Dalam tulisan perdananya, Salahkah Kiai Berpolitik?, saudara Syaiful Amin—sebagai pihak kontra—secara terisirat telah menolak kiai untuk terjun ke dalam politik praktis. Kemudian, dipertegas kembali dalam tulisan keduanya, Urgensi Netralitas Pesantren dalam Politik. Dalam artikel tersebut, setidaknya dia menambah dua alasan mengapa kiai tidak boleh berpolitik. Pertama, dia psimis kharisma yang dimiliki oleh kiai akan luntur bahkan hilang ketika mereka terjun dalam politik yang mana saat ini diklaim kotor, kejam, dan penuh kepalsuan. Kedua, dia psimis dengan niatan kiai yang terjun dalam politik, apakah murni dorongan hati nurani dan demi kepentingan masyarakat atau demi kepentingan pragmatis an sich.
Penulis melihat bahwa saudara Syaiful Amin terlalu psimis dan kurang proporsional dalam menelaah sebuah permasalahan. Padahal sikap psimis yang berlebihan akan menimbulkan sikap su’u dhan dan eksklusivitas dalam berfikir. Misalnya, tentang kharisma kiai, banyak sekali kiai-kiai saat ini yang sudah masuk dalam partai politik, bahkan ada yang menjadi prakarsanya, namun mereka tidak kehilangan kharisma yang dimilikinya, bahkan sumbangan politik mereka menjadi sebuah kebanggaan masyarakat dan memperkuat status ke-kiai-annya. Lihat saja Abdurrahman Wahid, Syaifullah Yusuf, Abd. Hamid, dan lainnya.

------------

» Soal Latihan 1: Sebutkan semua nama orang dalam kalimat yang diawali "Lihat saja" pada teks tentang kiai berpolitik.

------------

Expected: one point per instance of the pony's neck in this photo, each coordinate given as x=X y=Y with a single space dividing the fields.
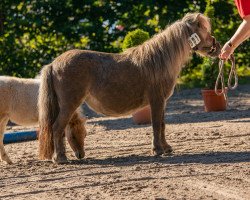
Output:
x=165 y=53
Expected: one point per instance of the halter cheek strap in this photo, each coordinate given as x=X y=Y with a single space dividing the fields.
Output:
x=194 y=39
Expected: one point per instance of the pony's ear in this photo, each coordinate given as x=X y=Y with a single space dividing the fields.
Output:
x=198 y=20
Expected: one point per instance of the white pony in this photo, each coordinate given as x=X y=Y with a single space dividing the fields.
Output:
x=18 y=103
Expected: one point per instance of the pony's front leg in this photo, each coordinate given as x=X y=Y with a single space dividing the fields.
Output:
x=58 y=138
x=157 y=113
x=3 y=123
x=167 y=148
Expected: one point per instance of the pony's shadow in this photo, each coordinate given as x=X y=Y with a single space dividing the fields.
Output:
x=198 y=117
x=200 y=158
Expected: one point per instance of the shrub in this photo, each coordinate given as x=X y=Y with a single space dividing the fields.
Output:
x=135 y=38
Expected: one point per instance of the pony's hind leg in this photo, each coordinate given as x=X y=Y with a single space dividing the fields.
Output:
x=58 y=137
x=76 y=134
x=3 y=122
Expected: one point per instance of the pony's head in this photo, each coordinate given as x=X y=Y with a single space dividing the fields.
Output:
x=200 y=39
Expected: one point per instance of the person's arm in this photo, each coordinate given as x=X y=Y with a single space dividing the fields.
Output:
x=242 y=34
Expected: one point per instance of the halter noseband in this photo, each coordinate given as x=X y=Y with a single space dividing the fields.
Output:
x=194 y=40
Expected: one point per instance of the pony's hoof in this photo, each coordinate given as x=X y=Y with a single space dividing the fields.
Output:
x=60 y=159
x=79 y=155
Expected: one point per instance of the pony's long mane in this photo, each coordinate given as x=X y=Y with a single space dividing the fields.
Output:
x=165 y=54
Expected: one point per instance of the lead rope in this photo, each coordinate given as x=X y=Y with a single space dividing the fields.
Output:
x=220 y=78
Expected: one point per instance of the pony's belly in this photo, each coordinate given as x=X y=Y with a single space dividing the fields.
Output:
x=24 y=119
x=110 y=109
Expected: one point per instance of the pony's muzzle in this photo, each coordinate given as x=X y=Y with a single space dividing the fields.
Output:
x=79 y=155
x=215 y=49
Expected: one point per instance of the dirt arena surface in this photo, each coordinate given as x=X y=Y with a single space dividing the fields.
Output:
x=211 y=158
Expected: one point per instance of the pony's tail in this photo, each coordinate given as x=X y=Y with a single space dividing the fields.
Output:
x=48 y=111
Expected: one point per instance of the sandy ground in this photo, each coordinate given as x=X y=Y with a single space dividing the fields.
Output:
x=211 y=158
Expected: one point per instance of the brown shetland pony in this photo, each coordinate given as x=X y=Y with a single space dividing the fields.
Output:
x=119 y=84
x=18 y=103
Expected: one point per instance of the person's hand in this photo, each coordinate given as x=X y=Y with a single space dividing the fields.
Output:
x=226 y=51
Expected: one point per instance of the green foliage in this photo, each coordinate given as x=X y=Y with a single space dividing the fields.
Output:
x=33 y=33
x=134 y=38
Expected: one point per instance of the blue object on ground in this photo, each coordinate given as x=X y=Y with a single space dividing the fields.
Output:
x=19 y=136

------------

» Soal Latihan 2: Tunjukkan setiap baris dalam daftar di atas yang memuat kata "person". Huruf besar dan kecil dibedakan.

» Jawaban 1: Abdurrahman Wahid, Syaifullah Yusuf, Abd. Hamid

» Jawaban 2:
Expected: one point per instance of the person's arm in this photo, each coordinate given as x=X y=Y with a single space dividing the fields.
Expected: one point per instance of the person's hand in this photo, each coordinate given as x=X y=Y with a single space dividing the fields.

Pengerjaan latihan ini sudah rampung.